[Data excerpts]
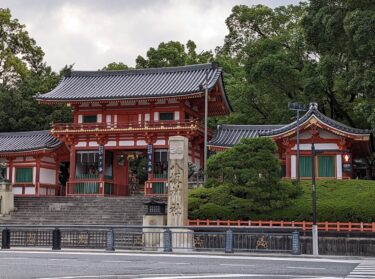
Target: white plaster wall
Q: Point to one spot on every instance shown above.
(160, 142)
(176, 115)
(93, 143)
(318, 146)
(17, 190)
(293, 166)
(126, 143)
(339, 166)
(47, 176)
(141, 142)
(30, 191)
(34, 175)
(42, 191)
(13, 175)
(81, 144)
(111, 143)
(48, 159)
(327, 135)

## Problem description
Please retype the records above exactly, excluding every picture.

## Solution below
Target: white plaster wall
Q: Point to one spot on every instance shown above.
(160, 142)
(176, 115)
(93, 143)
(318, 146)
(17, 190)
(293, 166)
(126, 143)
(339, 166)
(47, 176)
(141, 142)
(30, 191)
(34, 175)
(42, 191)
(13, 175)
(81, 144)
(111, 143)
(48, 159)
(327, 135)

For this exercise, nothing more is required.